The problem
Copy out the final stretch of the listing: the line that contains "Identify the woman's dark" and all lines after it, exactly as they appear.

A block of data
+ + + + +
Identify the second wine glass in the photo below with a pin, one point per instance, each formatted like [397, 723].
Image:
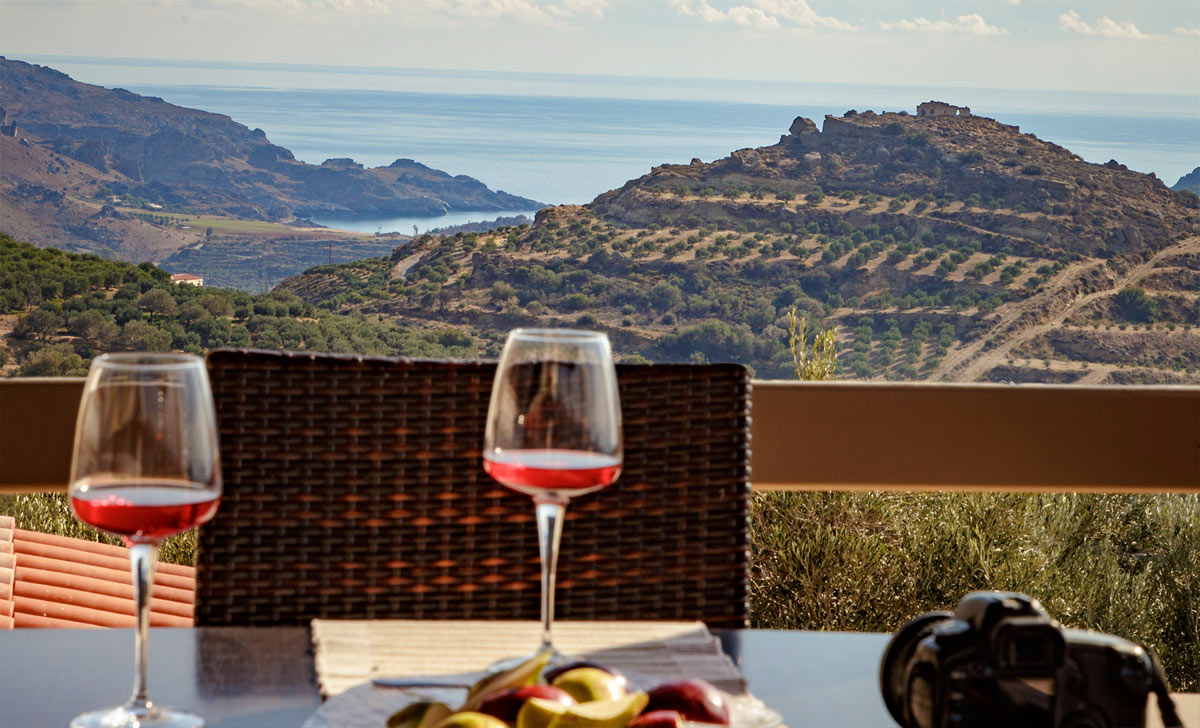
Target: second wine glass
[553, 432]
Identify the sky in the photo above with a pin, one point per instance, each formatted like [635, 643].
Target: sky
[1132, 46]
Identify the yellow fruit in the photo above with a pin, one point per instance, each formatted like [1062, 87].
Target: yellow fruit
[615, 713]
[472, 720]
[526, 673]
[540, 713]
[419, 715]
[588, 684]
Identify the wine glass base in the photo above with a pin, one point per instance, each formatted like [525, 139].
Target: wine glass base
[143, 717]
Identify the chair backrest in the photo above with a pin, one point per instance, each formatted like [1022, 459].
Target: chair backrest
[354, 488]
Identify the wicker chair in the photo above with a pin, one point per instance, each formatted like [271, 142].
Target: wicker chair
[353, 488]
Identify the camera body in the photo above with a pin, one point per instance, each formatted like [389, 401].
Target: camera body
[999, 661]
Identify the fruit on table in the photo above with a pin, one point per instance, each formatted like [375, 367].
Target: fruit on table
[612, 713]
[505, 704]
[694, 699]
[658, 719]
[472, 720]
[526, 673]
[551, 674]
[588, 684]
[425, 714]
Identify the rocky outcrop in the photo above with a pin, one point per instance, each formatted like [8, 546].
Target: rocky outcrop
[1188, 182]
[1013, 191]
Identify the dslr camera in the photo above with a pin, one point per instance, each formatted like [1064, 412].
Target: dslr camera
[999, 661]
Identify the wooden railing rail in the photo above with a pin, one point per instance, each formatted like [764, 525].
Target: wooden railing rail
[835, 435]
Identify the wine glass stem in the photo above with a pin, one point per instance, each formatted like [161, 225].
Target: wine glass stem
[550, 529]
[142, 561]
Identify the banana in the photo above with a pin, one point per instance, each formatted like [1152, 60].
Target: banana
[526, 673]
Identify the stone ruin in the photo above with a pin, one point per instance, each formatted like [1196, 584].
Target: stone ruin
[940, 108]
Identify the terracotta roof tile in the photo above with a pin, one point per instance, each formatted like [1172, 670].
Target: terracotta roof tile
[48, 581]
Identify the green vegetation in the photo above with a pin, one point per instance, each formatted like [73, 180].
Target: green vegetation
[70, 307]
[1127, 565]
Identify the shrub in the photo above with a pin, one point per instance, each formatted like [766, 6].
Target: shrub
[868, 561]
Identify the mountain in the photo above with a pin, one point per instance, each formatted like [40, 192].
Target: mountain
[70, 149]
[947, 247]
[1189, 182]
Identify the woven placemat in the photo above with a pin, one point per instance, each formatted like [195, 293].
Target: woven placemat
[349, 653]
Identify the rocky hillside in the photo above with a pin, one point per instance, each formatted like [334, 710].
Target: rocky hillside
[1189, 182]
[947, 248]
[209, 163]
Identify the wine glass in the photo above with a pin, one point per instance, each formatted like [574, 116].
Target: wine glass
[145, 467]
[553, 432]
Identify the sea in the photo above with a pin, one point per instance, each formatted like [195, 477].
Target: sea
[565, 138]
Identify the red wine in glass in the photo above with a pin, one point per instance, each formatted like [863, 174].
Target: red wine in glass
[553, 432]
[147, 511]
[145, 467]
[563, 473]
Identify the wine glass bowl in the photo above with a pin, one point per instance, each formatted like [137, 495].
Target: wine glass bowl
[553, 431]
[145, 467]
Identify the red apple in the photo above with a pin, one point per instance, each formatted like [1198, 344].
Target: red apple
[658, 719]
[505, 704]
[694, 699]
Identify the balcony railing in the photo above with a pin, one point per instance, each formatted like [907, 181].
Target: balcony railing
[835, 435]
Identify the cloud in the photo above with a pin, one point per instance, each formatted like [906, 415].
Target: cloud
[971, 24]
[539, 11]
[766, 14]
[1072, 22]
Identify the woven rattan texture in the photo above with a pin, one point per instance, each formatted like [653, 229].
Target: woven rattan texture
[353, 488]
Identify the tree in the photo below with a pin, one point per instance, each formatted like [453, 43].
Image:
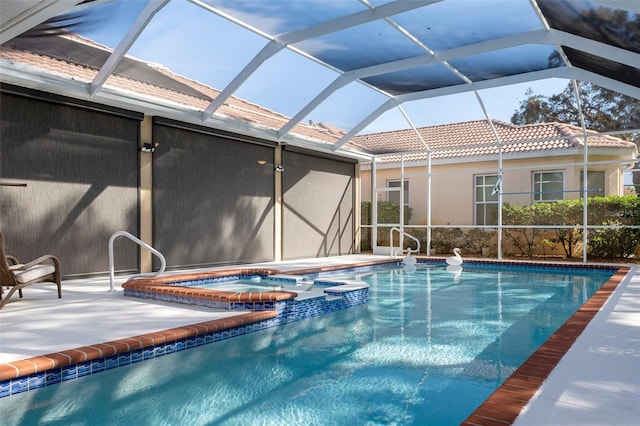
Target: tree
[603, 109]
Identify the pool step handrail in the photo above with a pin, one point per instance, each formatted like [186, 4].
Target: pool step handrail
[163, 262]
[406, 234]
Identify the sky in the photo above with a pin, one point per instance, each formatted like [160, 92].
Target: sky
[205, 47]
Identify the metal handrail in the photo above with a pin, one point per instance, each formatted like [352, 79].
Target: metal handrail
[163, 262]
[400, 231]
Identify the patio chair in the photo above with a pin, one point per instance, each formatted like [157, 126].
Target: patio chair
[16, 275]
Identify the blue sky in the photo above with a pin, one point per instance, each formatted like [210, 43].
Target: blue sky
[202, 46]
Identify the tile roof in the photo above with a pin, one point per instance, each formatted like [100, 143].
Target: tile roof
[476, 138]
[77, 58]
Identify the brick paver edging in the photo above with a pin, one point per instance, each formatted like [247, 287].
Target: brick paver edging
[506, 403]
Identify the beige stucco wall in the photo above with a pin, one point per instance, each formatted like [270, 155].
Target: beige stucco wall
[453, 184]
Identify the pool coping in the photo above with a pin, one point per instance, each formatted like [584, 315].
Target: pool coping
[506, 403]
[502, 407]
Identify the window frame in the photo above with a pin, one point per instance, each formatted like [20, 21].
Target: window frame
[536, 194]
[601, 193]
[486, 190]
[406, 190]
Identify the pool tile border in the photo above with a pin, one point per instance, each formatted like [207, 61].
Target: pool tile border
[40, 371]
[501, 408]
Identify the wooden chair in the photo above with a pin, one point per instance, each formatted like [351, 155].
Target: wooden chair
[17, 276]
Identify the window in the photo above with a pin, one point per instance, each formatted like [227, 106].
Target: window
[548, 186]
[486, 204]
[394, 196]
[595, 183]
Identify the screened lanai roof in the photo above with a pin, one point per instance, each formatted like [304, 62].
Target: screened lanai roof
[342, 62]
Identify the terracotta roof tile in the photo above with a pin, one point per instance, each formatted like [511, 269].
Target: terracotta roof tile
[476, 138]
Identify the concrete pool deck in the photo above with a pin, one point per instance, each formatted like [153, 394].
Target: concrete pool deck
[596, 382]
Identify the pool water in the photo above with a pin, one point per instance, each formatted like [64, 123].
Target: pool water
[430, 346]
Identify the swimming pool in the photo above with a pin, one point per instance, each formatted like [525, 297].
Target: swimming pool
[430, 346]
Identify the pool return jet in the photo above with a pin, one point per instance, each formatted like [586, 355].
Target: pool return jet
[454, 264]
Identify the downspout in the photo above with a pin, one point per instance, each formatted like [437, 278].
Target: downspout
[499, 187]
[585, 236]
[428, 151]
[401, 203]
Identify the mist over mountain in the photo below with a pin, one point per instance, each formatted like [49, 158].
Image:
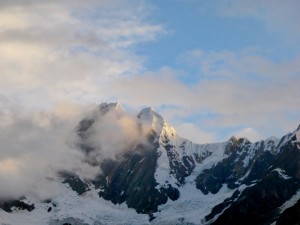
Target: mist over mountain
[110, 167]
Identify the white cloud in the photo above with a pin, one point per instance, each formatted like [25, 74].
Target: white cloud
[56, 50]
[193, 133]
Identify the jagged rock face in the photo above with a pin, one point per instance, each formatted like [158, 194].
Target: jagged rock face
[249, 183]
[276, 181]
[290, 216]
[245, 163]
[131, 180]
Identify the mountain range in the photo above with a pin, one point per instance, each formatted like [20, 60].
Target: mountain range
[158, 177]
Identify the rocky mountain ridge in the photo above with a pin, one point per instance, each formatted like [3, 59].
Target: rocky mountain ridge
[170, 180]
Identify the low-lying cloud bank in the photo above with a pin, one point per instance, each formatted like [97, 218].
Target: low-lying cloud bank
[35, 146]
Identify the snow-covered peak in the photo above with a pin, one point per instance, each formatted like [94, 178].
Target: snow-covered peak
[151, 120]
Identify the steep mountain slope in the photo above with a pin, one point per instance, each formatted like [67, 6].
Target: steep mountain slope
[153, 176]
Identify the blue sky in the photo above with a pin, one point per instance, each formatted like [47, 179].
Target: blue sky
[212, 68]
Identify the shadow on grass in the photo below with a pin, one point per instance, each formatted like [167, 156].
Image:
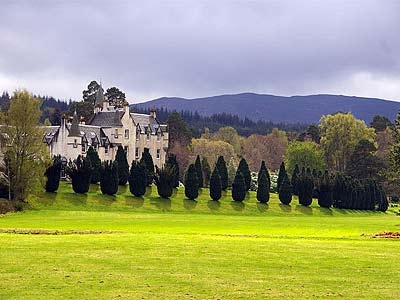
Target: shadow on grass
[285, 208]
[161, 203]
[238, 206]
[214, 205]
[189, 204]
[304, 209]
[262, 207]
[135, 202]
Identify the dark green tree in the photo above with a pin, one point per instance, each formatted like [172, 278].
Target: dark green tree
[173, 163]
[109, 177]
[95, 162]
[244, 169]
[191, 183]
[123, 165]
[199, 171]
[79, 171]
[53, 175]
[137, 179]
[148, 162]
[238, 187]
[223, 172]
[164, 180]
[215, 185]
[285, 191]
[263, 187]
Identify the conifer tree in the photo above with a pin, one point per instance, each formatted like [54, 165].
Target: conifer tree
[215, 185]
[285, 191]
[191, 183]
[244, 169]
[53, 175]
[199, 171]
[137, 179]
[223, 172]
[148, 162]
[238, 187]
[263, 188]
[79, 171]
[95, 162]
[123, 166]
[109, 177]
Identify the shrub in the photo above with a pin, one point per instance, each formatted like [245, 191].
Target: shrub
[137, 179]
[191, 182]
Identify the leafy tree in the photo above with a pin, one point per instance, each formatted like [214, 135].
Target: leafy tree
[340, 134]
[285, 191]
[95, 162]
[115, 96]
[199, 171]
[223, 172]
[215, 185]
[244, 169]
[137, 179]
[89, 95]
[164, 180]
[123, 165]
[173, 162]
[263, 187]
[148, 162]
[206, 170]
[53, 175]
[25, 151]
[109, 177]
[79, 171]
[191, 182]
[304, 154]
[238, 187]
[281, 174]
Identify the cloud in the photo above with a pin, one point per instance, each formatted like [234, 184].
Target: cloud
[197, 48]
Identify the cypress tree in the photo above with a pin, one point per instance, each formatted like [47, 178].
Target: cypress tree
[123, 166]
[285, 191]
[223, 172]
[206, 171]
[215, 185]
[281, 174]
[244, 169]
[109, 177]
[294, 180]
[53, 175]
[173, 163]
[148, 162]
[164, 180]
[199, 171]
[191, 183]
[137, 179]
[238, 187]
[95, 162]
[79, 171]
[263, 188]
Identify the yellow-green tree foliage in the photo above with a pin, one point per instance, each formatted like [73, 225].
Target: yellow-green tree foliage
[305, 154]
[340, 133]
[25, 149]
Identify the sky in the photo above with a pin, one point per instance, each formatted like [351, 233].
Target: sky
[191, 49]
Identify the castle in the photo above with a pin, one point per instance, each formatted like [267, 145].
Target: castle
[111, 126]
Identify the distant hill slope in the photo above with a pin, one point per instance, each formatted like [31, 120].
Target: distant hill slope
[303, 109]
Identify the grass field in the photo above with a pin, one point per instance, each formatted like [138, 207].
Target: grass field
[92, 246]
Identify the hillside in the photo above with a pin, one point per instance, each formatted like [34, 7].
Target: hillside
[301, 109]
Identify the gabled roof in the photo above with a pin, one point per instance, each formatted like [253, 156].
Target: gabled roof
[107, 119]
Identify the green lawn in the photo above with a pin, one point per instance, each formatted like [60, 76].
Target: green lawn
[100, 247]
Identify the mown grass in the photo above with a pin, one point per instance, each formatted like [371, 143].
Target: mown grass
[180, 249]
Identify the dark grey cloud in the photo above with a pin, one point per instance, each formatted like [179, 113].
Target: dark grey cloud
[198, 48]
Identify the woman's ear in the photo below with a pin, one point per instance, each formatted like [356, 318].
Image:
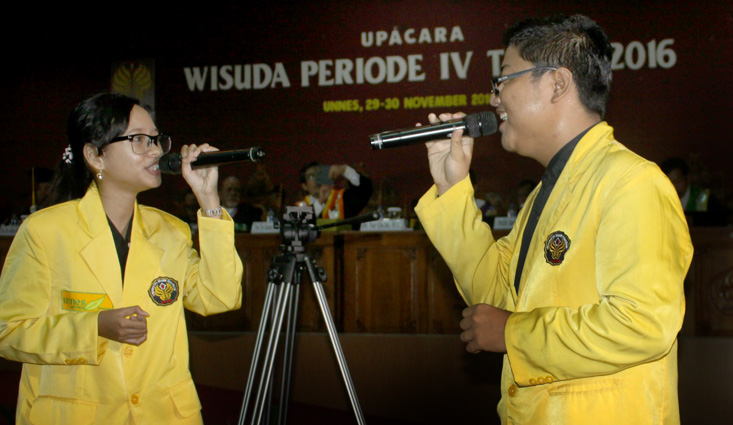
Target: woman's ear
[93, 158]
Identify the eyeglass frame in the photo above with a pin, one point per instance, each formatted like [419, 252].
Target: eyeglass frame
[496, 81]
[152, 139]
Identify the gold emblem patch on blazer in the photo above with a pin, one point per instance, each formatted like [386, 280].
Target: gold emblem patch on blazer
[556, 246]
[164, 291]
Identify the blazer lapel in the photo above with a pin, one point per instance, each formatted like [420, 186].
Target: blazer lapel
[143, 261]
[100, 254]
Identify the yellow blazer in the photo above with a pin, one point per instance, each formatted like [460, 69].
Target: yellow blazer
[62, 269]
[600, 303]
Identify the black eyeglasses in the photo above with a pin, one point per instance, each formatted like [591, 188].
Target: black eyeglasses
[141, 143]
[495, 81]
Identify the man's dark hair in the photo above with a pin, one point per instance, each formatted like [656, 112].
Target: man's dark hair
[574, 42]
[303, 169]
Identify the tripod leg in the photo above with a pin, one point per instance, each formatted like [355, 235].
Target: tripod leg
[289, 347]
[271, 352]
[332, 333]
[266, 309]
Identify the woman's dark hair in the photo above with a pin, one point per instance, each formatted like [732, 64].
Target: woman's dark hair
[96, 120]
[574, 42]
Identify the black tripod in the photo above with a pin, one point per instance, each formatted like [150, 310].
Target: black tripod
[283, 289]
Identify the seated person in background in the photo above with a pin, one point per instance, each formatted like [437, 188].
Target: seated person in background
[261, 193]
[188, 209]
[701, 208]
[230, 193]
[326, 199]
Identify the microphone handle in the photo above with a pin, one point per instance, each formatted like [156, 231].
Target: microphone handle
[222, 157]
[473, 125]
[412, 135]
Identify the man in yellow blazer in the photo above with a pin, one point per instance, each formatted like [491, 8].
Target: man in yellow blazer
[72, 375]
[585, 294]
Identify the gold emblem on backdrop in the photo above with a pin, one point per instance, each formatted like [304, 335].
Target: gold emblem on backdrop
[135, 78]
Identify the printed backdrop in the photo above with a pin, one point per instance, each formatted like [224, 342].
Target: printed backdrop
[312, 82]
+ + + + +
Finished task
Identify the woman's dark hair in the photo above with a pin, one point per instance, each formatted like [732, 64].
Target: woman's dark hair
[96, 120]
[574, 42]
Identify the black tripod in the photo above with a pin, one point per instance, each formatted like [150, 310].
Target: black tripod
[283, 289]
Identify the seated person in background in the photo above with a pin, one point per instance, each formatted like [437, 188].
Target: seated person in background
[261, 193]
[188, 209]
[701, 208]
[230, 193]
[326, 199]
Identify the microphone handle in the photo above with a pin, one point per instance, each formatted like [156, 231].
Target: microphone handle
[222, 157]
[473, 125]
[412, 135]
Identify the man in yellow blazer in the photo above with a pin, one point per instance, each formatted like [491, 8].
Target: man in yellow blazer
[72, 375]
[585, 294]
Identify the gold emblem on backdrop in the photo above with a pin, one point per instance, each formatted like [304, 335].
Target: gold emblem on backdrop
[135, 78]
Identify the printed backdrop in the photo above with a pin, one point per instance, each formatted like [224, 342].
Target: printed backdrop
[312, 82]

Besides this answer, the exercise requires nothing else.